# Task goal
Continue the paper on the mini-raster data structure for satellite images, beginning right after its final sentence.

* start Excerpt *

A Mini-Raster Data Structure for Representing and Reasoning with Spatial Objects in Satellite Images

R.N.Williams and J.S.Hartnett
Artificial Intelligence and Spatial Systems Research Group,
School of Computing, University of Tasmania
Email: R.Williams@utas.edu.au


This paper describes the design and implementation of a spatial data structure, called the "mini-raster", which uses a raster-based technique to represent individual objects depicted in satellite images. An image is divided into spatial objects using an appropriate segmentation technique; then each object is represented by its own miniature raster. This mini-raster is created by extracting that part of the segmented image contained within the bounding rectangle of the object and using it to create a binary mask defining the precise spatial extent of the object, with a 1 representing a pixel within the bounding rectangle which belongs to the specified object and a 0 representing a pixel which does not. The mini-raster, together with other relevant details relating to the object, is stored in working memory, in a structure resembling the frame data structure commonly used in knowledge-based systems.

The mini-rasters store full spatial information about all defined objects within the image in a way that allows us to determine individual object attributes (such as area, perimeter and shape characteristics) and to establish relationships (such as containment and adjacency) between small groups of objects, as required. Moreover, it enables this information to be retained in a raster form. The data structure is less efficient, in terms of storage space, than a vector structure or more sophisticated raster-like structures such as quadtrees, but the fact that it can be stored and manipulated as a simple two-dimensional binary array has very significant computational advantages.

1. Introduction

Despite the rapidly increasing capabilities of computer sytems, both in memory capacity and processing speed, over the last two decades, the interpretation of remotely sensed images is still largely carried out manually. The time-consuming and often highly subjective nature of this manual interpretation process has been one factor which has reduced the ability of the remote sensing field to supply large amounts of spatial data for use in many application areas (Williams, 1995). Computer-based techniques have been used in an attempt to automate the image interpretation process but these have largely involved individual pixel-by-pixel analysis in which the spectral characteristics of a pixel, as measured in several different image bands simultaneously, are used to identify the surface cover being represented by that pixel. These techniques have proven to be faster, but often much less accurate, than the human image interpreters carrying out the same task and the reason given is that the human interpreters are experienced in using a variety of other cues, as well as the spectral characteristics of the pixel, to determine the surface cover (Richards, 1993). They use spatial knowledge (the relationship between the specified pixel and its neighbours) and ancillary knowledge (such as the time of year or the prevailing weather conditions) to help them determine what is being represented by the pixel. The inability of pixel-by-pixel analysis techniques to use this knowledge is a regarded as a significant factor contributing to their reduced accuracy.

We have been developing a knowledge-based image analysis system for iceberg detection and classification, which incorporates spatial and ancillary knowledge into the automated analysis process (Williams and Crowther, 1998). In order to implement a knowledge-based mechanism for the automated analysis of remotely sensed images, it is necessary to be able to identify various physical objects being depicted within the images and then to determine relevant characteristics of these objects and significant spatial relationships between them. These characteristics and relationships can be provided to a knowledge-based reasoning system which uses spatial and ancillary knowledge to come to appropriate conclusions about the objects and to analyse the image as a whole. As a result of the conclusions made, the system may also wish to alter the spatial representation of some of these objects (eg. merging them, splitting them into parts or altering their shape in some way).

* end Excerpt *
* start Data shown *

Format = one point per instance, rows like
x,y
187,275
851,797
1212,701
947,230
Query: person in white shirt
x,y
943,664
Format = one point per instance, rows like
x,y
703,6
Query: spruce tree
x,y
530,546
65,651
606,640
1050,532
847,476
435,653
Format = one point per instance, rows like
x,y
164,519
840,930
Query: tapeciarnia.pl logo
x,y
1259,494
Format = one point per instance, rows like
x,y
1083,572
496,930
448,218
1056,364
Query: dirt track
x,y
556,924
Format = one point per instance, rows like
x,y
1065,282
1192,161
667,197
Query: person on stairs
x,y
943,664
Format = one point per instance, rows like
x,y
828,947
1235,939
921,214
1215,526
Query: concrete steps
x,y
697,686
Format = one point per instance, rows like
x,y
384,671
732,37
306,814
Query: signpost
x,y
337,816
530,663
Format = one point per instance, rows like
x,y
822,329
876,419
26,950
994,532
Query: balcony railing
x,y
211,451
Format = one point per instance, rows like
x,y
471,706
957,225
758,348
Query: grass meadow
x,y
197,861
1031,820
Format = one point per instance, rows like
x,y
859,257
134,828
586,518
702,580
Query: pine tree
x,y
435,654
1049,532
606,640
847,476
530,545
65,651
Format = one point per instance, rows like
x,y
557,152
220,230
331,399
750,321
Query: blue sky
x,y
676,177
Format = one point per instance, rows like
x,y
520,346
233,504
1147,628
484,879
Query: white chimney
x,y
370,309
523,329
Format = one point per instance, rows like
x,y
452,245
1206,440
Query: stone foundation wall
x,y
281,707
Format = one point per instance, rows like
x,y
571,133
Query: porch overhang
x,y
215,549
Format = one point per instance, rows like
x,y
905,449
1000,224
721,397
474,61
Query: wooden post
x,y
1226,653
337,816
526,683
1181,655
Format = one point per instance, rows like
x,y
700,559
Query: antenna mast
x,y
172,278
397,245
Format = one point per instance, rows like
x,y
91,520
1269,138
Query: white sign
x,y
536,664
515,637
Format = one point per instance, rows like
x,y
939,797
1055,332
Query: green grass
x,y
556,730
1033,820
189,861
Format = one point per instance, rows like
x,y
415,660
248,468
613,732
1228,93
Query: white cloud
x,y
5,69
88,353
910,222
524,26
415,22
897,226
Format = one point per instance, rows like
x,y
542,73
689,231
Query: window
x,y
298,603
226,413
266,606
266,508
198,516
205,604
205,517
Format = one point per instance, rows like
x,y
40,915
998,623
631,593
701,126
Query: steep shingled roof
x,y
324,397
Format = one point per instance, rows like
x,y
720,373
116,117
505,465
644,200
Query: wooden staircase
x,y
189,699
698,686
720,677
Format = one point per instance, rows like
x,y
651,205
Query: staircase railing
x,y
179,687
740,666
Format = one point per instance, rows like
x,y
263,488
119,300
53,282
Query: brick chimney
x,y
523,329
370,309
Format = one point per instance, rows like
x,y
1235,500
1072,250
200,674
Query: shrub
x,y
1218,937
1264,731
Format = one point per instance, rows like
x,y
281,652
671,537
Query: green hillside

* end Data shown *

# Solved exercise
Before one can define and reason with spatial objects within a satellite image, it is necessary to represent them using appropriate data structures. Spatial data structures fall into two main categories: raster types (where geographical space is represented as a two-dimensional array of values, called pixels) and vector types (where geographical space is populated by various individual objects, specified as polygons using an appropriate coordinate system). Satellite images are stored and manipulated using raster data structures, since this type of structure maps well to the scanning mechanisms employed by satellite sensors. However, a raster data structure essentially regards an image as a single field-like entity and it is more common to use a vector structure when explicitly representing spatial objects.

In the process of developing the iceberg analysis system (Williams and Crowther, 1998), we needed a spatial data structure which fitted naturally within a raster-based environment yet was capable of adequately representing individual objects depicted in a satellite image. To meet these two requirements, a form of "mini-raster" data structure has been implemented in which a satellite image is divided (using an appropriate segmentation technique) into individual spatial objects and each one of these is represented by its own miniature raster.

2. Details of the Mini-Raster Structure

In our system, the initial segmentation process divides the image into spatial objects and a mini-raster is created for each object by extracting that part of the image contained within the bounding rectangle for the object and using it to create a binary mask (Figure 1). A pixel with a value of 1 in the mask represents a pixel belonging to the specified object and a pixel with a value of 0 represents a pixel which does not belong to the object. This mini-raster is then stored in working memory, together with other relevant details relating to the object, such as the object identification number (idno) and the dimensions and location of the bounding rectangle (brec) from which the mini-raster was derived. All of the details relating to one object are stored together in a unit similar to the "frame" commonly used to store information in knowledge-based systems, and the mini-raster is stored as one of the components of this frame.

figure 1

Figure 1 - Mini-Raster Data Structures.

The mini-raster structure can store full spatial information about all defined objects within the image in a way that allows us to determine individual object attributes (such as area, perimeter, compactness and a variety of other shape measures) and to establish relationships (such as containment and adjacency) between small groups of objects, when required. This eliminates the need to calculate and store a wide variety of different spatial attributes and relationships for the objects when only a small subset of these is likely to be relevant during a particular analysis phase.

The use of mini-rasters to represent all of the objects within an image individually, rather than using a single raster to represent the image as a whole, has the advantage of allowing attention to be focussed on a small number of specific objects at a time, without the necessity to scan the whole image whenever a processing step is being performed. It also allows the objects to be displayed individually on the screen and to be manipulated directly by the user, via mouse operations, in an interactive (semi-automated) analysis system.

The mini-raster data structure is less efficient, in terms of storage space, than a vector structure or some of the more sophisticated raster-like structures, such as quadtrees. However, the fact that it can stored and manipulated as a simple two-dimensional binary array has very significant computational advantages, especially if it is being implemented in a specialised array-processing language such as the Interactive Data Language (developed and marketed by Research Systems Inc). We have used IDL as our implementation language because it has highly optimised routines for manipulating arrays and so is very efficient in its handling of raster data. It also contains an excellent toolbox for creating graphical user interfaces and is capable of creating applications which can be readily used in Unix, Windows or Macintosh environments (Research Systems, 1997).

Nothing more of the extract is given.